> _WHAT YOU NEED TO DO_
Format every line of the rows below as a JSON list of strings, one string per line, omitting any blank lines.

─── RECORDS TO PROCESS

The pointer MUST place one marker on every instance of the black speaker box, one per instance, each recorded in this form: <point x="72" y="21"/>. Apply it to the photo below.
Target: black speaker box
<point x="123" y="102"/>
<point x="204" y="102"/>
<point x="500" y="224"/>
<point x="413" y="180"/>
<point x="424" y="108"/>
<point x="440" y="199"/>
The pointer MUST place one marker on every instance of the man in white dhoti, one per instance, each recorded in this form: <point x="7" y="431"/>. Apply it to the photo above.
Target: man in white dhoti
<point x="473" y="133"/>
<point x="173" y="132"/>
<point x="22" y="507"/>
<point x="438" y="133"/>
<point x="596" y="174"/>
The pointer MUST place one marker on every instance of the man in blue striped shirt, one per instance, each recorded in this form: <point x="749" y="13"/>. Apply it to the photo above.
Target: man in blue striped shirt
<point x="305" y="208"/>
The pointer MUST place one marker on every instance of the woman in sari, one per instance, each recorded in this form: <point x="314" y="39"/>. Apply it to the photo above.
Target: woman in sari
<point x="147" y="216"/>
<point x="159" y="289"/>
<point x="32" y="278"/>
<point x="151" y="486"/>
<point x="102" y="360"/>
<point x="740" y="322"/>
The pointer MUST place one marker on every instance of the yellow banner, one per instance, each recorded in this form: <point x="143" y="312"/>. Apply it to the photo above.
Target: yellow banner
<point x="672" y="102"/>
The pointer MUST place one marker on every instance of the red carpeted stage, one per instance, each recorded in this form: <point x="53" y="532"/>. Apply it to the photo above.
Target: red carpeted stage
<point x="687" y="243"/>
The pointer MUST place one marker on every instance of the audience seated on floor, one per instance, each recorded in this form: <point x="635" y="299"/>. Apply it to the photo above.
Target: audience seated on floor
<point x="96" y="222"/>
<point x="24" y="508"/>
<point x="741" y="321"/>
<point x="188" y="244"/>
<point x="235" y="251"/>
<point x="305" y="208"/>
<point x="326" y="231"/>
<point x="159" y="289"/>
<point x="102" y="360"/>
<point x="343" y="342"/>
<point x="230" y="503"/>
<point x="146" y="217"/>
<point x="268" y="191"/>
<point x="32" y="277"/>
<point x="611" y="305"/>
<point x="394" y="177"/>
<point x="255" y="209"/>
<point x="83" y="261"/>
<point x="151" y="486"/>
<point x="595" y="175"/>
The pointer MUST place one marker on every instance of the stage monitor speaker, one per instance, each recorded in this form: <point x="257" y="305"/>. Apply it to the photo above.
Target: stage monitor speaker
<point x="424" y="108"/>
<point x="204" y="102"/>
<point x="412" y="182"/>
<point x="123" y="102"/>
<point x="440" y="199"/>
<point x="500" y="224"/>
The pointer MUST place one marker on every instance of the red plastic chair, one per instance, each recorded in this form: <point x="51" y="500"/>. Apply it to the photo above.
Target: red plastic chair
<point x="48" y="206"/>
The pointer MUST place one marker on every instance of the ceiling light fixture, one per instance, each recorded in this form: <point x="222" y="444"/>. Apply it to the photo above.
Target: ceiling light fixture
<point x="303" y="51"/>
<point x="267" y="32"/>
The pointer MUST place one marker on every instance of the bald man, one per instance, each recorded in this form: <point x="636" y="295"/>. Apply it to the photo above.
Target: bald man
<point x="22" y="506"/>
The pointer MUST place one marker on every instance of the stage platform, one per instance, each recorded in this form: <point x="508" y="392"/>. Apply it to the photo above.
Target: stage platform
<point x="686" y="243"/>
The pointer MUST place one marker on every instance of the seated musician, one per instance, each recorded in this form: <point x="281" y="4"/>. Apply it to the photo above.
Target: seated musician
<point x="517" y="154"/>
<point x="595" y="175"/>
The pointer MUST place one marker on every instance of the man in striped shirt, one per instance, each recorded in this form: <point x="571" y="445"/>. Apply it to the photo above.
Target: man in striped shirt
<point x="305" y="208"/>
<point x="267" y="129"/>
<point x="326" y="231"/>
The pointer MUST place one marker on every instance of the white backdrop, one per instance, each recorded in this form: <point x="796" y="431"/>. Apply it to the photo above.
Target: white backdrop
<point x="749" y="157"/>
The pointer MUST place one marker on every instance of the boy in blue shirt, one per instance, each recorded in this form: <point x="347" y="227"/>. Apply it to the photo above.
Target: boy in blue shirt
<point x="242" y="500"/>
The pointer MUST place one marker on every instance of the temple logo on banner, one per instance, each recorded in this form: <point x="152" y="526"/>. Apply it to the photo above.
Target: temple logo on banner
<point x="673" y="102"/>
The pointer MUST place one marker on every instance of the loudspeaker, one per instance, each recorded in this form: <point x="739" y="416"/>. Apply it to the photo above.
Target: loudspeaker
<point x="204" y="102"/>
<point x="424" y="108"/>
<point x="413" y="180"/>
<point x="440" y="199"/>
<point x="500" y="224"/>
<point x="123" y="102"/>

──────

> _WORKED ANSWER_
[
  "The pointer MUST place one marker on every instance of the black speaker box, one per instance, each recorded in this form: <point x=\"72\" y=\"21\"/>. Apply it to the photo below.",
  "Target: black speaker box",
  "<point x=\"123\" y=\"102\"/>",
  "<point x=\"204\" y=\"102\"/>",
  "<point x=\"500\" y=\"224\"/>",
  "<point x=\"413\" y=\"180\"/>",
  "<point x=\"424\" y=\"108\"/>",
  "<point x=\"440\" y=\"199\"/>",
  "The pointer MUST place one marker on every instance of the man in white dhoti, one per instance, each recorded in this form: <point x=\"7\" y=\"431\"/>. Apply it to the photo above.",
  "Target: man in white dhoti",
  "<point x=\"473\" y=\"133\"/>",
  "<point x=\"173\" y=\"132\"/>",
  "<point x=\"22\" y=\"507\"/>",
  "<point x=\"438\" y=\"133\"/>",
  "<point x=\"596\" y=\"174\"/>",
  "The pointer MUST place one marker on every instance of the man in blue striped shirt, one per instance, each recorded in this form: <point x=\"749\" y=\"13\"/>. Apply it to the photo above.",
  "Target: man in blue striped shirt",
  "<point x=\"305\" y=\"208\"/>",
  "The pointer MUST place one marker on every instance of the woman in sari, one per instance, each recorded in this form: <point x=\"314\" y=\"39\"/>. Apply it to the photo above.",
  "Target: woman in sari",
  "<point x=\"147\" y=\"216\"/>",
  "<point x=\"159\" y=\"289\"/>",
  "<point x=\"32\" y=\"278\"/>",
  "<point x=\"151\" y=\"486\"/>",
  "<point x=\"102\" y=\"360\"/>",
  "<point x=\"740\" y=\"322\"/>",
  "The pointer MUST place one marker on every instance of the yellow banner, one per instance, each recorded in this form: <point x=\"143\" y=\"312\"/>. Apply it to the photo above.",
  "Target: yellow banner",
  "<point x=\"672\" y=\"102\"/>",
  "The pointer MUST place one marker on every instance of the red carpeted stage, one per instance, each recorded in this form: <point x=\"53\" y=\"532\"/>. Apply it to the photo above.",
  "Target: red carpeted stage",
  "<point x=\"687\" y=\"243\"/>",
  "The pointer MUST place one marker on every instance of the audience seated on floor, one per instance, each recorded in this form: <point x=\"635\" y=\"299\"/>. Apply it to the photo above.",
  "Target: audience seated on floor",
  "<point x=\"96\" y=\"222\"/>",
  "<point x=\"24\" y=\"508\"/>",
  "<point x=\"741\" y=\"321\"/>",
  "<point x=\"188\" y=\"244\"/>",
  "<point x=\"235\" y=\"251\"/>",
  "<point x=\"305\" y=\"208\"/>",
  "<point x=\"326\" y=\"231\"/>",
  "<point x=\"159\" y=\"289\"/>",
  "<point x=\"102\" y=\"360\"/>",
  "<point x=\"343\" y=\"342\"/>",
  "<point x=\"230\" y=\"503\"/>",
  "<point x=\"146\" y=\"217\"/>",
  "<point x=\"268\" y=\"191\"/>",
  "<point x=\"32\" y=\"277\"/>",
  "<point x=\"611\" y=\"305\"/>",
  "<point x=\"394\" y=\"177\"/>",
  "<point x=\"255\" y=\"209\"/>",
  "<point x=\"83\" y=\"261\"/>",
  "<point x=\"151\" y=\"486\"/>",
  "<point x=\"595\" y=\"175\"/>",
  "The pointer MUST place one marker on every instance of the stage monitor speaker, one per instance, each recorded in this form: <point x=\"257\" y=\"305\"/>. Apply it to the photo above.",
  "Target: stage monitor speaker",
  "<point x=\"424\" y=\"108\"/>",
  "<point x=\"204\" y=\"102\"/>",
  "<point x=\"412\" y=\"182\"/>",
  "<point x=\"123\" y=\"102\"/>",
  "<point x=\"440\" y=\"199\"/>",
  "<point x=\"500\" y=\"224\"/>",
  "The pointer MUST place one marker on every instance of the red plastic chair, one per instance, each recorded in this form: <point x=\"51\" y=\"500\"/>. Apply it to the photo above.",
  "Target: red plastic chair",
  "<point x=\"48\" y=\"206\"/>",
  "The pointer MUST place one marker on every instance of the ceiling light fixture, one per instance, each recorded in this form: <point x=\"222\" y=\"444\"/>. Apply it to the photo above.",
  "Target: ceiling light fixture",
  "<point x=\"303\" y=\"51\"/>",
  "<point x=\"267\" y=\"32\"/>",
  "The pointer MUST place one marker on every instance of the bald man, one per instance, each recorded in this form: <point x=\"636\" y=\"295\"/>. Apply it to the photo above.",
  "Target: bald man",
  "<point x=\"22\" y=\"506\"/>",
  "The pointer MUST place one marker on every instance of the stage platform, one per instance, each recorded in this form: <point x=\"508\" y=\"392\"/>. Apply it to the photo above.",
  "Target: stage platform",
  "<point x=\"686\" y=\"243\"/>",
  "The pointer MUST place one marker on every instance of the seated musician, one per instance, each recorded in this form: <point x=\"281\" y=\"4\"/>. Apply it to the photo above.",
  "Target: seated musician",
  "<point x=\"517\" y=\"154\"/>",
  "<point x=\"595\" y=\"175\"/>",
  "The pointer MUST place one marker on every instance of the man in striped shirt, one per instance, each recorded in this form: <point x=\"571\" y=\"445\"/>. Apply it to the photo above.",
  "Target: man in striped shirt",
  "<point x=\"305\" y=\"208\"/>",
  "<point x=\"267\" y=\"129\"/>",
  "<point x=\"326\" y=\"231\"/>",
  "The pointer MUST place one marker on every instance of the white backdrop, one per instance, each recorded in this form: <point x=\"796\" y=\"431\"/>. Apply it to the photo above.",
  "Target: white backdrop",
  "<point x=\"749\" y=\"157\"/>",
  "The pointer MUST place one marker on every instance of the boy in blue shirt, one per instance, each recorded in this form: <point x=\"347\" y=\"227\"/>. Apply it to the photo above.",
  "Target: boy in blue shirt",
  "<point x=\"242\" y=\"500\"/>",
  "The pointer MUST place one marker on every instance of the temple logo on banner, one per instance, each recorded in this form: <point x=\"152\" y=\"526\"/>. Apply it to the photo above.",
  "Target: temple logo on banner",
  "<point x=\"673\" y=\"102\"/>",
  "The pointer MUST place one marker on every instance of the loudspeaker, one per instance, each recorded in this form: <point x=\"739\" y=\"416\"/>. Apply it to the photo above.",
  "Target: loudspeaker",
  "<point x=\"204\" y=\"102\"/>",
  "<point x=\"424\" y=\"108\"/>",
  "<point x=\"413\" y=\"180\"/>",
  "<point x=\"440\" y=\"199\"/>",
  "<point x=\"500\" y=\"224\"/>",
  "<point x=\"123\" y=\"102\"/>"
]